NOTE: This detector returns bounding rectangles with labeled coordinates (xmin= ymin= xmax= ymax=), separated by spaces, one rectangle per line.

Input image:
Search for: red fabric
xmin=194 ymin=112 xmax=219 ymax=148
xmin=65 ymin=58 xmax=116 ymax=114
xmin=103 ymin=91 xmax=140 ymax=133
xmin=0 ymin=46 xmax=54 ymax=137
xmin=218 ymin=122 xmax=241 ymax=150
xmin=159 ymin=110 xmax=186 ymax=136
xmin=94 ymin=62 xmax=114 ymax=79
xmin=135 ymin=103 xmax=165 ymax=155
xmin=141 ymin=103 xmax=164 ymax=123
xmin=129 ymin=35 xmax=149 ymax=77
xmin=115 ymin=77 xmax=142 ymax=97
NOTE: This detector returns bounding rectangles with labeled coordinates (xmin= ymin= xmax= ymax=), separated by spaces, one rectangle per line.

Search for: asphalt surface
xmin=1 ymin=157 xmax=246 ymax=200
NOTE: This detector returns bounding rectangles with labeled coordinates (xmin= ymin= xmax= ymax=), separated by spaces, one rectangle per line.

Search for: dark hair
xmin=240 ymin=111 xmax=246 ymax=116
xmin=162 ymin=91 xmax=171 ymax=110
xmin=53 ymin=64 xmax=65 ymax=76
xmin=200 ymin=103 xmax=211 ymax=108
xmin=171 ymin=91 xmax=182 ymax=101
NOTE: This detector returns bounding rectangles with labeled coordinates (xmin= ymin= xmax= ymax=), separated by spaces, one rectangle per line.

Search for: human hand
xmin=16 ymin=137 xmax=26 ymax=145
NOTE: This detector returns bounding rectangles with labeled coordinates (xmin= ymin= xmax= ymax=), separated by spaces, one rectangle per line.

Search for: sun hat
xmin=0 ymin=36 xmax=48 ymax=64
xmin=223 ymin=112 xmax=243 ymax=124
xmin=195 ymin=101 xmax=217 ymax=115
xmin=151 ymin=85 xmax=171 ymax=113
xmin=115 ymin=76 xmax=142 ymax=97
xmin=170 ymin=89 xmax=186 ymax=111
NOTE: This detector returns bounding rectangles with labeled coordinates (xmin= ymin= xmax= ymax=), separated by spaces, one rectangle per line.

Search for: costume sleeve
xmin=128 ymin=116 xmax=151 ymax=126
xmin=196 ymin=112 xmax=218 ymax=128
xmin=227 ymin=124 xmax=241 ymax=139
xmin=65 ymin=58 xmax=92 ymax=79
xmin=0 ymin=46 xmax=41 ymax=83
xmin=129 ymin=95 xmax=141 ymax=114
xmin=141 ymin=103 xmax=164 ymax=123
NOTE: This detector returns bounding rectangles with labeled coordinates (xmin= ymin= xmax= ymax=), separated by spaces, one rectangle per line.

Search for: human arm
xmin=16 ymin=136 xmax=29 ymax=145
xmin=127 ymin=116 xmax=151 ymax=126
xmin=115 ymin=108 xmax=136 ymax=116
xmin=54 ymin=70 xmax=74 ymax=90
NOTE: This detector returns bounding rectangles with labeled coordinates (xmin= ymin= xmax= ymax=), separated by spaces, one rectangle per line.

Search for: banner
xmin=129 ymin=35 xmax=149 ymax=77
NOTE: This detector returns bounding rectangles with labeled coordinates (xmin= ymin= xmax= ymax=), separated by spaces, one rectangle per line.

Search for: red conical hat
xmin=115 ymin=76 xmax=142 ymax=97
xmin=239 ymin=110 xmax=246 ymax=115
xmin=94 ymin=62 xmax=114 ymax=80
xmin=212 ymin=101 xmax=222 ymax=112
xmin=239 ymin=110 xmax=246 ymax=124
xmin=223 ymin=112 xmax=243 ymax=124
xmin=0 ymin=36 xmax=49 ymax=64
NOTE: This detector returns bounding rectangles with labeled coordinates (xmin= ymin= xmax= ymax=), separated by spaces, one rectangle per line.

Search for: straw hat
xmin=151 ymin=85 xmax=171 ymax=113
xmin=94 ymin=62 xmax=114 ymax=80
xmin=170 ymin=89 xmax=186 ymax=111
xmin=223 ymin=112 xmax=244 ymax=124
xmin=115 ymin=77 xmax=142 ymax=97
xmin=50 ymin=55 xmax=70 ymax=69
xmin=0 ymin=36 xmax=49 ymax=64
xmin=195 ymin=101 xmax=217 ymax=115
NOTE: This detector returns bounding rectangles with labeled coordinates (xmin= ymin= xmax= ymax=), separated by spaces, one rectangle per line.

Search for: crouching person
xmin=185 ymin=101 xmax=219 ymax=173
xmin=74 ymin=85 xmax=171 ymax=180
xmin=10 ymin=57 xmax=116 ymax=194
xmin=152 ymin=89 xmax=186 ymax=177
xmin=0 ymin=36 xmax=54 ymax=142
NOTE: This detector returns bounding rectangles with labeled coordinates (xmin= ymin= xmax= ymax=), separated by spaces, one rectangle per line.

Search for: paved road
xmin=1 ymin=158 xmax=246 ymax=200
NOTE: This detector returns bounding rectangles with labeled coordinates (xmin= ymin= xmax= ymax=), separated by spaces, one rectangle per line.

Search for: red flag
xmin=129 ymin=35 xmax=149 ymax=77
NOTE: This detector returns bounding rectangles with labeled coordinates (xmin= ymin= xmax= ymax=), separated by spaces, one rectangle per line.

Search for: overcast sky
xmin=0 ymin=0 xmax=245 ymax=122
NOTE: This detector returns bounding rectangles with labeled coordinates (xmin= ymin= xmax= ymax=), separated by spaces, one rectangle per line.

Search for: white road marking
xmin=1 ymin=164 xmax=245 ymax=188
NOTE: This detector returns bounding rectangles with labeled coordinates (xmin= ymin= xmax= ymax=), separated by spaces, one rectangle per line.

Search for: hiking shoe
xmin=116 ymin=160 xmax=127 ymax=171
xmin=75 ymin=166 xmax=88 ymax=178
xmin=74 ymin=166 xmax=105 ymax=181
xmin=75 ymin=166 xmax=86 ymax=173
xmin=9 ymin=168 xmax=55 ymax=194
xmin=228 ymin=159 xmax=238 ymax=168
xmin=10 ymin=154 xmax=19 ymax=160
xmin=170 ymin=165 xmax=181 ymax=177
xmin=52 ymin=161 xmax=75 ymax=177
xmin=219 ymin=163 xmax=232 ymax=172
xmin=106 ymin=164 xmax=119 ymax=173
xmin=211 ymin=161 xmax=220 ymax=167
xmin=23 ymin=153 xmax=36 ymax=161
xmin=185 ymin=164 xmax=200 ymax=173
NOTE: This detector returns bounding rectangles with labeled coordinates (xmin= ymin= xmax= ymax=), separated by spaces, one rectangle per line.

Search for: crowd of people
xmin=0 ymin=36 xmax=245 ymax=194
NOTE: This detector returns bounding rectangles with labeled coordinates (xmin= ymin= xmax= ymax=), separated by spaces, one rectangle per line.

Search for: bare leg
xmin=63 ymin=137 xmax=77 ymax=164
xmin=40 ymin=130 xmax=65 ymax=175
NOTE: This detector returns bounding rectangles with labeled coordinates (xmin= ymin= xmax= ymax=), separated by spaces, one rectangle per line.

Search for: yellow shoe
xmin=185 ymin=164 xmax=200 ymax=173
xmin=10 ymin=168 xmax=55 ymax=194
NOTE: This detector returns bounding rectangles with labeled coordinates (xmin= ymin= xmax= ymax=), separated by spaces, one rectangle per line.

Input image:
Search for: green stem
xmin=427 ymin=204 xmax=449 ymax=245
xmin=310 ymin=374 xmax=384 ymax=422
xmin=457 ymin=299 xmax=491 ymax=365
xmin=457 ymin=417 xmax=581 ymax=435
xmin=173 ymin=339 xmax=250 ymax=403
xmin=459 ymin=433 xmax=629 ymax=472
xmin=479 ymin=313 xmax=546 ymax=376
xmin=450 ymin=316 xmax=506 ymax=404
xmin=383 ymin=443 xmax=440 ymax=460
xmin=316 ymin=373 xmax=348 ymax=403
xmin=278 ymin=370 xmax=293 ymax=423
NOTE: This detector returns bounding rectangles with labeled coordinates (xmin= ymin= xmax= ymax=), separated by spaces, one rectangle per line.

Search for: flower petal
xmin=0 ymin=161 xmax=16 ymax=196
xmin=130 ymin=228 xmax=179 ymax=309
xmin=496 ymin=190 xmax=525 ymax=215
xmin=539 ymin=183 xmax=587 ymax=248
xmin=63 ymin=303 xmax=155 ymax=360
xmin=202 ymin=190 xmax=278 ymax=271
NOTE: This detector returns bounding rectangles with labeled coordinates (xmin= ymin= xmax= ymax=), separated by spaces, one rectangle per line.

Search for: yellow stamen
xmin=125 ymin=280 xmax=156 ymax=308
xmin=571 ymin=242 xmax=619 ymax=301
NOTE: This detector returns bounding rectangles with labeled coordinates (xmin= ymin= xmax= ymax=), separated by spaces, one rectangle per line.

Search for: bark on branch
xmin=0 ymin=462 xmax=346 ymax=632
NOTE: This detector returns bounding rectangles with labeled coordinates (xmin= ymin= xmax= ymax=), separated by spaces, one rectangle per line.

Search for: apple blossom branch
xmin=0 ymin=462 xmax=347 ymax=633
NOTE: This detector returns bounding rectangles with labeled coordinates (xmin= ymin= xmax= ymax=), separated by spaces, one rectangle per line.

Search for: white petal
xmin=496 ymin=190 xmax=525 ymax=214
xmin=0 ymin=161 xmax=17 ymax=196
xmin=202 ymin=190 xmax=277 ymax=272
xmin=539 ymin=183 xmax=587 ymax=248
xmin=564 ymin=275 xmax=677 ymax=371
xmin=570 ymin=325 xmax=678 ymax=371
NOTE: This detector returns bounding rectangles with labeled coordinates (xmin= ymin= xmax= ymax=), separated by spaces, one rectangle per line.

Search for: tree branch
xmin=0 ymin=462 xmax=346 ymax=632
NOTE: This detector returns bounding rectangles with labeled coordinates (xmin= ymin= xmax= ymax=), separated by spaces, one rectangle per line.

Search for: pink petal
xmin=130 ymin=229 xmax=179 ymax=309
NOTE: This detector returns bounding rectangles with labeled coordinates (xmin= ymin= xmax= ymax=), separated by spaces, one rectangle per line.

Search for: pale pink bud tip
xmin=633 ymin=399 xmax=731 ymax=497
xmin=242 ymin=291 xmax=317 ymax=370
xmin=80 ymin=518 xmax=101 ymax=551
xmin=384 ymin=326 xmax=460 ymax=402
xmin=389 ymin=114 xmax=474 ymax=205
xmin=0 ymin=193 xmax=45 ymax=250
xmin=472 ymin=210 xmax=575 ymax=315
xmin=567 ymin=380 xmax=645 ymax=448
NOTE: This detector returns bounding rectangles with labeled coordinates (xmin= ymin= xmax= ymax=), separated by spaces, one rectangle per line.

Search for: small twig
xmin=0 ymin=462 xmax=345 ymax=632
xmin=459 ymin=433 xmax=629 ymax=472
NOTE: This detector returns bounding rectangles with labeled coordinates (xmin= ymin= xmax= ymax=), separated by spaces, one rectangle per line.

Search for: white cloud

○ ○ ○ ○ ○ ○ ○

THE TASK: Could you set down exactly the lines above, from the one containing "Search for: pale pink bud tip" through the last, including both and nothing else?

ANSWER SPACE:
Search for: pale pink bud tip
xmin=633 ymin=399 xmax=731 ymax=497
xmin=242 ymin=291 xmax=317 ymax=370
xmin=80 ymin=518 xmax=101 ymax=551
xmin=384 ymin=326 xmax=460 ymax=402
xmin=389 ymin=114 xmax=474 ymax=205
xmin=0 ymin=193 xmax=45 ymax=250
xmin=472 ymin=210 xmax=575 ymax=315
xmin=567 ymin=380 xmax=645 ymax=448
NOTE: This detector returns bounding rectangles with labeled coordinates (xmin= ymin= xmax= ymax=), separated by spaces, one rectangle per line.

Search for: small twig
xmin=0 ymin=462 xmax=345 ymax=632
xmin=459 ymin=433 xmax=629 ymax=472
NOTE: This detector returns bounding rectangles with labeled coordinates (xmin= ymin= xmax= ymax=), separated by spaces, one rectangle per line.

Search for: white cloud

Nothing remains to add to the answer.